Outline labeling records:

-- -- --

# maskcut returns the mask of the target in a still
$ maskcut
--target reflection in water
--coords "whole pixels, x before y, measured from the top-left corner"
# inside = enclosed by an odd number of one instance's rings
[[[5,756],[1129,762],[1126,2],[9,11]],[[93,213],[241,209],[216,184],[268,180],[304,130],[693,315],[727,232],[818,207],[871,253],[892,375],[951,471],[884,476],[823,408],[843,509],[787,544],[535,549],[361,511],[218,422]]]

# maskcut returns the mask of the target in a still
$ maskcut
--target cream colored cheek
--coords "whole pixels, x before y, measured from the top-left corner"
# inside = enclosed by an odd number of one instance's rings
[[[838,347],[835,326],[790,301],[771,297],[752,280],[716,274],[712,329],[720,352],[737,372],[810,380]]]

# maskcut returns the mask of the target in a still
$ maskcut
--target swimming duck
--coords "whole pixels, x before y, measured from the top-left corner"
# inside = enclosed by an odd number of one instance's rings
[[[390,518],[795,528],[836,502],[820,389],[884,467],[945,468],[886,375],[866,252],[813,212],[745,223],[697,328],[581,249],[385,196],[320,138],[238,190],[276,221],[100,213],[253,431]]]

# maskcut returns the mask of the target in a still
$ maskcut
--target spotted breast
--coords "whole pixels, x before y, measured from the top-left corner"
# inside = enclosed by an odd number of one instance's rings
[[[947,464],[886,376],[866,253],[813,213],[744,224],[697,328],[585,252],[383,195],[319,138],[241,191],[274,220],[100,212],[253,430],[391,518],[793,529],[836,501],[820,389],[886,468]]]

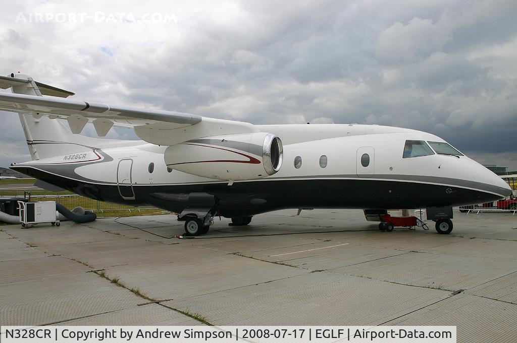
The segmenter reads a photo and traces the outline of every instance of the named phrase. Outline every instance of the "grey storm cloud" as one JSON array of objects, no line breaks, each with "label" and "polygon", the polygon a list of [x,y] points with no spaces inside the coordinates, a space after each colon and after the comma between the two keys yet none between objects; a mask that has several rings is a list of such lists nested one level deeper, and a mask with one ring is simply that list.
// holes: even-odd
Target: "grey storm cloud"
[{"label": "grey storm cloud", "polygon": [[[0,66],[91,101],[256,124],[420,129],[517,169],[514,1],[285,2],[6,4]],[[16,20],[99,11],[175,20]],[[16,116],[2,114],[0,165],[28,159]]]}]

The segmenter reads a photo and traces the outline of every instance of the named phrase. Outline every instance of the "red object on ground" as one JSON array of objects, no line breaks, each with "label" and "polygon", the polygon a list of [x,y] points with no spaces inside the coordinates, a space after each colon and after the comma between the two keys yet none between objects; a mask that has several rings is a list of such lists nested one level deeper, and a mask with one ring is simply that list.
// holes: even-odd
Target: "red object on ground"
[{"label": "red object on ground", "polygon": [[391,217],[389,215],[384,215],[381,216],[381,219],[387,223],[391,224],[393,226],[416,226],[417,225],[417,217],[414,216]]}]

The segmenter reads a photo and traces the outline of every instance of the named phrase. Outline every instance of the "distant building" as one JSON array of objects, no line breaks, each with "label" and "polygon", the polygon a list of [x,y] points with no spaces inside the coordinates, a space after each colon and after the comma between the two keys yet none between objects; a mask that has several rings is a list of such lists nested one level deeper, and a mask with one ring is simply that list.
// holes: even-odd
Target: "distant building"
[{"label": "distant building", "polygon": [[507,167],[498,167],[495,165],[483,165],[483,166],[497,175],[506,175],[508,171]]},{"label": "distant building", "polygon": [[18,177],[18,178],[29,178],[29,176],[28,176],[24,174],[16,172],[14,170],[11,170],[9,168],[6,168],[4,167],[0,167],[0,176],[14,176],[14,177]]}]

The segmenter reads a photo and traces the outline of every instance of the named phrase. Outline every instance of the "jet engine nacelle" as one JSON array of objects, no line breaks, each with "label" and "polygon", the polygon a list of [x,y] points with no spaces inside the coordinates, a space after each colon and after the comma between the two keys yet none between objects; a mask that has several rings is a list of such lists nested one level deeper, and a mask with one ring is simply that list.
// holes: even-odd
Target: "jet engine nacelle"
[{"label": "jet engine nacelle", "polygon": [[169,168],[221,180],[253,180],[273,175],[280,169],[283,149],[272,134],[214,136],[166,149]]}]

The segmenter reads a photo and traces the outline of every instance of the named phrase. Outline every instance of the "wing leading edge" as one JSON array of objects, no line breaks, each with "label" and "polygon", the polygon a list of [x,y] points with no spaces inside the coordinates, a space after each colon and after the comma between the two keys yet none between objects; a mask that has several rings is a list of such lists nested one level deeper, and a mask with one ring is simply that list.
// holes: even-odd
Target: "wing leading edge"
[{"label": "wing leading edge", "polygon": [[[20,80],[8,78],[14,81],[0,79],[0,87],[14,88],[16,86],[12,83]],[[26,83],[22,81],[21,84]],[[32,80],[28,81],[35,82]],[[42,86],[39,90],[42,88]],[[55,87],[52,88],[53,92],[63,97],[67,93],[73,94]],[[41,93],[44,94],[43,91]],[[93,122],[97,134],[101,137],[105,136],[114,124],[132,127],[141,139],[160,145],[172,145],[209,136],[258,131],[249,123],[202,117],[190,113],[7,92],[0,93],[0,110],[30,114],[36,118],[46,116],[53,119],[65,119],[74,134],[80,133],[90,121]]]}]

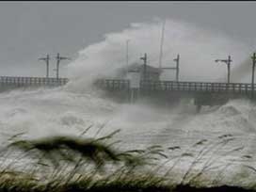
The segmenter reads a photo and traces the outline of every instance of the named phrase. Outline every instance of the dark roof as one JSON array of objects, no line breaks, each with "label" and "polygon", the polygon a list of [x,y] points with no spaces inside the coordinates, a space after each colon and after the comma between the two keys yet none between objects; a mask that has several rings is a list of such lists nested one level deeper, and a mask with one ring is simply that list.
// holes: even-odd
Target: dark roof
[{"label": "dark roof", "polygon": [[[143,64],[138,64],[138,63],[134,63],[128,66],[128,68],[126,68],[126,72],[141,72],[144,70],[144,65]],[[160,70],[159,68],[155,68],[150,65],[147,65],[147,72],[155,72],[155,73],[161,73],[162,70]]]}]

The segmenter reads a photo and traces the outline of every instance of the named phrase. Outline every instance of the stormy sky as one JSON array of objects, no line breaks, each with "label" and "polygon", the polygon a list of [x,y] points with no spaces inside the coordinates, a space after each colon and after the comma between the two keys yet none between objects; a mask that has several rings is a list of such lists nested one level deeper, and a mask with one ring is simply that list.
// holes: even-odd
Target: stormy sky
[{"label": "stormy sky", "polygon": [[74,59],[104,34],[154,18],[185,21],[256,44],[256,2],[0,2],[0,75],[44,76],[38,58],[49,54],[54,76],[56,53]]}]

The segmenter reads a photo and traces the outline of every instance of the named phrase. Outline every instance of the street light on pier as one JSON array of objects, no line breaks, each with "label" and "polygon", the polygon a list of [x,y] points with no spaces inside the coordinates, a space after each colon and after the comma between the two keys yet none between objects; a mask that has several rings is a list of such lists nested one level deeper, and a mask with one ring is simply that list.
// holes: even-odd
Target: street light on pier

-- -- --

* _Task instructions_: Copy every one of the records above word for word, leaving the pictures out.

* _Answer to the exercise_:
# maskcut returns the mask of the target in a still
$ maskcut
--target reflection in water
--coords "whole pixels, x before y, measured from the top-left corner"
# inside = enclosed by an odd number of one instance's rings
[[[5,756],[1129,762],[1126,2],[9,11]],[[93,213],[241,209],[216,184],[268,180],[304,130],[693,315],[727,232],[818,207],[871,253],[892,375],[951,471],[884,476],[823,408],[843,509],[787,544],[535,549],[361,511],[218,422]]]

# maskcut returns the mask of the target in a still
$ maskcut
--target cream colored cheek
--coords "whole pixels, x before y, measured from the top-left corner"
# inside = enclosed by an odd number of one instance's rings
[[[838,347],[835,326],[790,301],[771,297],[752,280],[716,274],[712,329],[720,352],[737,372],[810,380]]]

# maskcut returns the mask of the target in a still
$ maskcut
--target swimming duck
--coords "whole pixels, x before y, measured from the top-left corner"
# inside = enclosed by an odd number of one instance's rings
[[[390,518],[795,528],[836,502],[820,389],[884,467],[945,468],[886,375],[866,252],[813,212],[745,223],[697,328],[581,249],[385,196],[320,138],[238,190],[276,221],[100,213],[253,431]]]

# maskcut returns the mask of the target in a still
$ maskcut
--target spotted breast
--coords "whole pixels, x before y, measured from the top-left corner"
# inside = enclosed by an odd number of one instance's rings
[[[947,464],[886,376],[866,253],[813,213],[744,224],[697,328],[585,252],[383,195],[319,138],[241,191],[274,220],[100,212],[253,430],[391,518],[793,529],[836,501],[820,389],[886,468]]]

The segmenter reads a photo and traces the outline of every instance of the named phrase. Outline every instance of the "grey storm cloud" as one JSON array of objects, no line breaks, each with "label" and "polygon", the polygon a list of [x,y] points with no spaces inside the coordinates, a space after each colon and after the comma between the two keys yet none between objects; a mask that has several rings is a list of such lists nested one level deeper, and a mask with one ring is simply that list.
// holes: even-odd
Target: "grey storm cloud"
[{"label": "grey storm cloud", "polygon": [[[0,66],[91,101],[256,124],[420,129],[517,169],[514,1],[285,2],[6,4]],[[16,20],[99,11],[175,20]],[[16,116],[2,114],[0,165],[28,159]]]}]

The segmenter reads a photo and traces the outline of every instance of the named phrase. Outline every instance of the "red object on ground" as one JSON array of objects, no line breaks, each with "label" and "polygon", the polygon a list of [x,y] points with no spaces inside the coordinates, a space after each colon and after the comma between the two keys yet none between objects; a mask that has several rings is a list of such lists nested one level deeper, and a mask with one ring is simply that list.
// holes: even-odd
Target: "red object on ground"
[{"label": "red object on ground", "polygon": [[391,217],[389,215],[384,215],[381,216],[381,219],[387,223],[391,224],[393,226],[416,226],[417,225],[417,217],[414,216]]}]

The segmenter reads a photo and traces the outline of every instance of the named phrase. Outline every instance of the "distant building" as one JSON array of objects, no line breaks, each with "label" and "polygon", the polygon a list of [x,y] points with no spaces inside the coordinates, a space after each colon and after the comma between the two keys yet none between objects; a mask that has several rings is a list of such lists nested one level deeper, and a mask with one ring is simply that list.
// holes: even-odd
Target: "distant building"
[{"label": "distant building", "polygon": [[507,167],[498,167],[495,165],[483,165],[483,166],[497,175],[506,175],[508,171]]},{"label": "distant building", "polygon": [[18,177],[18,178],[29,178],[29,176],[28,176],[24,174],[16,172],[14,170],[11,170],[9,168],[6,168],[4,167],[0,167],[0,176],[14,176],[14,177]]}]

The segmenter reads a photo and traces the outline of every instance of the named phrase. Outline every instance of the "jet engine nacelle" as one JSON array of objects, no line breaks, each with "label" and "polygon", the polygon a list of [x,y] points with no spaces inside the coordinates, a space after each colon and after the comma between the two keys yet none between objects; a mask that has several rings is a list of such lists nested one level deeper, and a mask with one ring is simply that list.
// holes: even-odd
Target: "jet engine nacelle"
[{"label": "jet engine nacelle", "polygon": [[169,168],[221,180],[253,180],[273,175],[280,169],[283,149],[272,134],[214,136],[166,149]]}]

The segmenter reads a photo and traces the outline of every instance of the named phrase. Outline every instance of the "wing leading edge" as one JSON array of objects, no line breaks, each with "label" and "polygon", the polygon a list of [x,y] points with no spaces inside the coordinates, a space after each colon and after the comma between the two keys yet none between objects; a mask that has several rings is a list of such lists nested one level deeper, and a mask with one ring is simply that list.
// holes: even-odd
Target: "wing leading edge"
[{"label": "wing leading edge", "polygon": [[[20,80],[8,78],[14,81],[0,79],[0,87],[14,88],[16,86],[12,83]],[[26,83],[22,81],[21,84]],[[32,80],[28,81],[35,82]],[[42,86],[39,90],[42,88]],[[55,87],[52,88],[53,92],[63,97],[67,93],[73,94]],[[41,93],[44,94],[43,91]],[[93,122],[97,134],[101,137],[105,136],[114,124],[132,127],[141,139],[160,145],[172,145],[209,136],[258,131],[249,123],[202,117],[190,113],[7,92],[0,93],[0,110],[30,114],[36,118],[46,116],[53,119],[65,119],[74,134],[80,133],[90,121]]]}]

The segmenter reads a photo and traces the outline of every instance of the named phrase. Outline every instance of the dark roof as one JSON array of objects, no line breaks, each with "label" and "polygon", the polygon a list of [x,y] points with no spaces inside the coordinates, a space after each colon and after the comma between the two keys yet none between objects; a mask that has several rings is a list of such lists nested one level deeper, and a mask with one ring is simply that list.
// holes: even-odd
Target: dark roof
[{"label": "dark roof", "polygon": [[[143,64],[138,64],[138,63],[134,63],[128,66],[128,68],[126,68],[126,72],[141,72],[144,70],[144,65]],[[160,70],[159,68],[155,68],[150,65],[147,65],[147,72],[155,72],[155,73],[161,73],[162,70]]]}]

The segmenter reads a photo and traces the outline of every instance of the named phrase. Outline every instance of the stormy sky as one JSON array of objects, no line breaks, each with "label" and "polygon", the polygon a list of [x,y] points with no spaces inside the coordinates, a space after each colon and after the comma between the two keys yet none between objects; a mask that has several rings is a list of such lists nested one level deeper, and a mask with one ring is simply that list.
// holes: even-odd
Target: stormy sky
[{"label": "stormy sky", "polygon": [[74,59],[104,34],[154,18],[185,21],[256,44],[256,2],[0,2],[0,75],[44,76],[38,58],[49,54],[54,76],[56,53]]}]

The segmenter reads a photo and traces the outline of every instance of the named phrase. Outline every instance of the street light on pier as one JSON array of objects, no line breaks, each with "label" and "polygon", the polygon a list of [x,y] points with no spaces inside the coordinates, a space after each colon and after the comma between the two keys yet none between objects; a mask that has several rings is a list of such lists nested one level deeper, and a mask with one ring is simply that list.
// holes: even-odd
Target: street light on pier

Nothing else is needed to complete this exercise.